» **EXTRAIT DE PAGE**:
----

Un essai clinique de médicament révélateur présenté à Chicago
C’est dans le cadre du congrès de l’American College of Cardiology, le 30 mars 2025, que les résultats d’un essai de phase intermédiaire ont été rendus publics. Le protocole évaluait l’innocuité et l’efficacité du lepodisiran chez des adultes présentant un taux élevé de Lp(a).
La substance, administrée par voie sous-cutanée en une ou deux injections de 400 mg, a permis de réduire de près de 94 % les concentrations plasmatiques moyennes de Lp(a) sur une période de six mois. Cette réduction a été mesurée à partir du jour 60 jusqu’au jour 180, comparativement au groupe placebo.
L’étude a inclus un total de 210 participants, dont 141 dans le groupe traitement et 69 dans le groupe placebo. Aucun événement indésirable grave lié au médicament n’a été rapporté, ce qui confirme un profil de tolérance favorable.

----

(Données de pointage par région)
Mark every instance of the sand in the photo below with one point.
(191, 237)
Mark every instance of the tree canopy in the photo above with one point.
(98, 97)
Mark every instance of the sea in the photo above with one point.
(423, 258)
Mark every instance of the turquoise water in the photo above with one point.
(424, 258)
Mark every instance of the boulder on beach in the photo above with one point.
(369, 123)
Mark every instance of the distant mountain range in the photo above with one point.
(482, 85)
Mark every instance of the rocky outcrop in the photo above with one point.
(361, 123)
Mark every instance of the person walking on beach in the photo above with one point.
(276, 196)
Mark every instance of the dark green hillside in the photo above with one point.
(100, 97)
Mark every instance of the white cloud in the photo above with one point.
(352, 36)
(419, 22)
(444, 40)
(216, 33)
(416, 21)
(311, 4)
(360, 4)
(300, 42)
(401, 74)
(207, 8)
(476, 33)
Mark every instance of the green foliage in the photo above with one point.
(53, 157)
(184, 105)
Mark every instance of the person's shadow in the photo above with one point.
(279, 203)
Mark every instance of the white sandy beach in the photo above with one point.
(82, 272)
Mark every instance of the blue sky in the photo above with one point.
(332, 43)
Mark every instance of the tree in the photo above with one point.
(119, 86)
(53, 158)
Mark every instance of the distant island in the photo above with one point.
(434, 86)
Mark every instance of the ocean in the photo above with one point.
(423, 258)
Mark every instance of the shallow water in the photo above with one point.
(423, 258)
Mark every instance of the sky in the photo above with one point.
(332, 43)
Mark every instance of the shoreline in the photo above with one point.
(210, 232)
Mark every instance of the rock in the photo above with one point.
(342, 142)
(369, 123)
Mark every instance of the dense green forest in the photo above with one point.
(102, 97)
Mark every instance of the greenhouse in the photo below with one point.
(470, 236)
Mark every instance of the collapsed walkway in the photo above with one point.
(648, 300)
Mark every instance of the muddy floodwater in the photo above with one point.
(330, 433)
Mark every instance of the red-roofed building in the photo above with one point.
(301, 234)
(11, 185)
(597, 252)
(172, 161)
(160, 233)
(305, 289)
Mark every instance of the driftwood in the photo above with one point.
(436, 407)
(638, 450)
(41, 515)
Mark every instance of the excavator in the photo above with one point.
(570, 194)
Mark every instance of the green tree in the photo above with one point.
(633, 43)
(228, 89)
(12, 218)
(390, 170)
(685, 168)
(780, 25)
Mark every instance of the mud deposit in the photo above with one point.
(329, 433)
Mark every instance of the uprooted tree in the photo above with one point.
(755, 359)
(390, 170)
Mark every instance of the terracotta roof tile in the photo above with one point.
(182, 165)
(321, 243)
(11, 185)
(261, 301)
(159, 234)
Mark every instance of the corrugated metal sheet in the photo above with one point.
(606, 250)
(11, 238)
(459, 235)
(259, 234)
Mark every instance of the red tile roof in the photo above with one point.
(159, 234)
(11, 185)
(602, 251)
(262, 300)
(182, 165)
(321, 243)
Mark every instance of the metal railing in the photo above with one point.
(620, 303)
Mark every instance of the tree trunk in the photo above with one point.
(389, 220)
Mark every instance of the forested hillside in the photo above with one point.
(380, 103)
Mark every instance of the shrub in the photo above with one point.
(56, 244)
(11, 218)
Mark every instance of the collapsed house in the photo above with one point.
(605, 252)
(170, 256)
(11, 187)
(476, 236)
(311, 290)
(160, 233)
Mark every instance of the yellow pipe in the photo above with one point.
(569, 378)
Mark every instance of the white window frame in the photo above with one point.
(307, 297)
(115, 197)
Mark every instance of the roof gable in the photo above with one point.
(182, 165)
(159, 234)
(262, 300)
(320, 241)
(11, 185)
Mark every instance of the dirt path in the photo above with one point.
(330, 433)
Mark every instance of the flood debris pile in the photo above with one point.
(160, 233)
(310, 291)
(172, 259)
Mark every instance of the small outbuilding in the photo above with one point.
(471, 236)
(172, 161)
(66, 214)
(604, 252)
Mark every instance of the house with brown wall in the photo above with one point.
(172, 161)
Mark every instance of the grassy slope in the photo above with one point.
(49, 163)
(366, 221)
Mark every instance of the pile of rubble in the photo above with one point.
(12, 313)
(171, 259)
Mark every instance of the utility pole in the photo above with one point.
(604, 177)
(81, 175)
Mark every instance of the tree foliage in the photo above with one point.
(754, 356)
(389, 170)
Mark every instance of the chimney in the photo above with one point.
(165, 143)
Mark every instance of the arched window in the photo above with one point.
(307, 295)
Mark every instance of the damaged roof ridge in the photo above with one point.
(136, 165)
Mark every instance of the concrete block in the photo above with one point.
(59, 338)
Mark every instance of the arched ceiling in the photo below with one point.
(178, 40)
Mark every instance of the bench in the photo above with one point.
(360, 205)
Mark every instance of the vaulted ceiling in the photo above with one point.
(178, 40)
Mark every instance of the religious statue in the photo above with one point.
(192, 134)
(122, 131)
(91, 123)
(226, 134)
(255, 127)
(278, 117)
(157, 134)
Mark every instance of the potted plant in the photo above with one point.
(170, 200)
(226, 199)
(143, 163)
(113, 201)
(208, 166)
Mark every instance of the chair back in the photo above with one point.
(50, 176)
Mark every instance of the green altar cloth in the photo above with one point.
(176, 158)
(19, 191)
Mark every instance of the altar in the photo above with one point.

----

» **CONSIGNES**:
A - Répondez à ces questions d'après l'extrait :
(i) À quelle date les résultats de l'essai ont-ils été rendus publics ?
(ii) Quelle dose contenait chaque injection ?
(iii) Combien de participants comptait le groupe placebo ?
B - Renommez « lepodisiran » en « olpasiran » dans l'extrait, puis recopiez le passage compris entre « Un essai clinique » et « de tolérance favorable. », bornes incluses.

» **CORRIGÉ**:
A -
(i) Le 30 mars 2025.
(ii) 400 mg.
(iii) 69 participants.

B -
Un essai clinique de médicament révélateur présenté à Chicago
C’est dans le cadre du congrès de l’American College of Cardiology, le 30 mars 2025, que les résultats d’un essai de phase intermédiaire ont été rendus publics. Le protocole évaluait l’innocuité et l’efficacité du olpasiran chez des adultes présentant un taux élevé de Lp(a).
La substance, administrée par voie sous-cutanée en une ou deux injections de 400 mg, a permis de réduire de près de 94 % les concentrations plasmatiques moyennes de Lp(a) sur une période de six mois. Cette réduction a été mesurée à partir du jour 60 jusqu’au jour 180, comparativement au groupe placebo.
L’étude a inclus un total de 210 participants, dont 141 dans le groupe traitement et 69 dans le groupe placebo. Aucun événement indésirable grave lié au médicament n’a été rapporté, ce qui confirme un profil de tolérance favorable.